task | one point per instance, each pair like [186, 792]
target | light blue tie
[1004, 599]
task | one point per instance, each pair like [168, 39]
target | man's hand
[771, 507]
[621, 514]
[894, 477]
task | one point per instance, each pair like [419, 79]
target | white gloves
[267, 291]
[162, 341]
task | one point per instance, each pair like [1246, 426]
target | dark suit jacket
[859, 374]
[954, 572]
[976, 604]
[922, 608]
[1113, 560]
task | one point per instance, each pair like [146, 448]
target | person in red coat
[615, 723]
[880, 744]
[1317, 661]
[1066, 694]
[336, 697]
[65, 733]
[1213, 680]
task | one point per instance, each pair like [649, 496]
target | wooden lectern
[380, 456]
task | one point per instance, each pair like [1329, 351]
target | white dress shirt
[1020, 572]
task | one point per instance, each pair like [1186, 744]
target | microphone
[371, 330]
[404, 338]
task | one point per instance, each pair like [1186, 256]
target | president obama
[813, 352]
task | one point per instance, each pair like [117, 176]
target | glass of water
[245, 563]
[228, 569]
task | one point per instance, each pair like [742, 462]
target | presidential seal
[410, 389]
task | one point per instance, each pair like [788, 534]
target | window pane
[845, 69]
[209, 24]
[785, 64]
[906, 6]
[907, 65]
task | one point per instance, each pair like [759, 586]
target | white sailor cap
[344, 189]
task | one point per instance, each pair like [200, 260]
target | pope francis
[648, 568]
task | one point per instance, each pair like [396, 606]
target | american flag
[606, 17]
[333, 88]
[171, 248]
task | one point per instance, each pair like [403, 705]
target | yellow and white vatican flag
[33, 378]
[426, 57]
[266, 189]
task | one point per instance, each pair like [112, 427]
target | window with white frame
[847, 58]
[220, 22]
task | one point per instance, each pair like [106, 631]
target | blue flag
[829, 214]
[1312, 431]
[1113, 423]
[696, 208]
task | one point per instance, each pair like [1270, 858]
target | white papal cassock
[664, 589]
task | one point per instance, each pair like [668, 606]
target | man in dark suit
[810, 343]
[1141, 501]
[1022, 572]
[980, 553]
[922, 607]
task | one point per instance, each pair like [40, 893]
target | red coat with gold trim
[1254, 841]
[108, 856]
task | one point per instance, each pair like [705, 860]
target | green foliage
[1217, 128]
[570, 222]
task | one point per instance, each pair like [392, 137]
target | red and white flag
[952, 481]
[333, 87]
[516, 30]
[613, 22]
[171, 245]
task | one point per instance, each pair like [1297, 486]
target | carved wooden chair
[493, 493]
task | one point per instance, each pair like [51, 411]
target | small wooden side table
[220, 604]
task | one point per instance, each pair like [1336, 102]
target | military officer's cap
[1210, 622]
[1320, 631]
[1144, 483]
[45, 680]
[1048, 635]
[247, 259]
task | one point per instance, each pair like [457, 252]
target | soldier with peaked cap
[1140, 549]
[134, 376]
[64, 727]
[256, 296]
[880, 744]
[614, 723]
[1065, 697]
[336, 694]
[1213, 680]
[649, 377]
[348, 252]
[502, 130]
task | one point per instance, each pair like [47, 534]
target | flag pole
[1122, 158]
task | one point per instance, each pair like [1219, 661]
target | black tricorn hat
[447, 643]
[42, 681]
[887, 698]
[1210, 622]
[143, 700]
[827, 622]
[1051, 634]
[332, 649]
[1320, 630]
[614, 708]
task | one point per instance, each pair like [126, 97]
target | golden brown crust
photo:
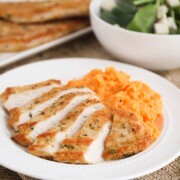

* * * * * * * * *

* [Given exercise]
Please rewrite all of the lines above, swapping "one point per instance" for "a single point for each instance" everywhere it appears and leaving everything else as it is. Leave the pictures out of your answer.

* [Exercise answer]
task | a single point for each instance, each pair like [186, 792]
target | light blue tie
[1004, 599]
task | a single point for each instance, each pair like [168, 39]
target | man's hand
[771, 507]
[621, 514]
[894, 477]
task | a single point for each instance, each pair like [419, 79]
target | white gloves
[267, 291]
[162, 341]
task | a single point for each instance, each pair like [1246, 426]
target | dark suit jacket
[859, 374]
[954, 572]
[976, 604]
[922, 608]
[1113, 560]
task | a single point for each instance, each pair like [146, 448]
target | person in red coat
[615, 723]
[880, 744]
[1317, 661]
[1066, 694]
[336, 697]
[65, 733]
[1213, 680]
task | a single point for each instance, each pair like [649, 496]
target | wooden lectern
[380, 456]
task | a single point for each instance, each pair like [1329, 351]
target | white dress shirt
[1020, 572]
task | a single point for each instance, each pair like [1186, 744]
target | microphone
[371, 330]
[404, 338]
task | a single point for each instance, each pair like [1186, 256]
target | president obama
[813, 352]
task | a single point for each instance, each pair like [117, 176]
target | glass of water
[245, 563]
[228, 569]
task | a single point for each instance, each pair like [742, 462]
target | presidential seal
[410, 389]
task | a single point for each instance, each pair like [788, 534]
target | window pane
[845, 69]
[209, 24]
[785, 64]
[906, 6]
[907, 65]
task | a single point for each instance, each pair like [759, 586]
target | white sailor cap
[344, 189]
task | a single point for each instance, each pair like [200, 260]
target | pope francis
[648, 568]
task | a single point for each instance, each pair like [396, 606]
target | american flag
[606, 17]
[333, 88]
[171, 248]
task | a single point for each instance, each pair like [403, 705]
target | yellow and white vatican flag
[33, 378]
[426, 57]
[266, 189]
task | a single point for each instance, each pair like [112, 427]
target | window with white frame
[847, 58]
[220, 22]
task | a single point for each instance, each pair like [106, 631]
target | blue flag
[829, 214]
[1312, 431]
[1113, 423]
[696, 208]
task | a single point for each instance, each pair like [1270, 858]
target | white papal cassock
[664, 589]
task | a single point for each instance, each pair like [668, 606]
target | man in dark suit
[810, 343]
[1141, 501]
[1022, 572]
[980, 553]
[922, 607]
task | a single point for each instance, each pair like [40, 893]
target | red coat with gold trim
[1254, 841]
[108, 856]
task | a single point for each instance, each pair like [705, 860]
target | green foliage
[1217, 128]
[570, 222]
task | a single point for each instance, each pair like [392, 137]
target | red and white flag
[952, 481]
[333, 87]
[516, 30]
[613, 22]
[171, 245]
task | a single point for each instance, each pair like [1297, 486]
target | carved wooden chair
[493, 493]
task | a single point for each instance, each pair like [51, 411]
target | small wooden side table
[220, 604]
task | a single point for each instance, each pair like [1336, 102]
target | military officer's cap
[1210, 622]
[1320, 631]
[1144, 483]
[45, 680]
[1048, 635]
[247, 259]
task | a single point for each instance, each pair like [457, 252]
target | soldier with peaked cap
[1140, 549]
[134, 376]
[64, 727]
[256, 296]
[880, 744]
[614, 723]
[1065, 697]
[336, 694]
[1213, 680]
[649, 377]
[348, 252]
[502, 130]
task | a single point for each instance, each pair like [47, 534]
target | flag pole
[1122, 158]
task | a single point for each instance, each pair like [1219, 661]
target | black tricorn hat
[447, 643]
[42, 681]
[887, 698]
[1210, 622]
[143, 700]
[827, 622]
[1051, 634]
[332, 649]
[1320, 630]
[614, 708]
task | a single point for each instance, each pair like [126, 97]
target | golden brown crust
photo:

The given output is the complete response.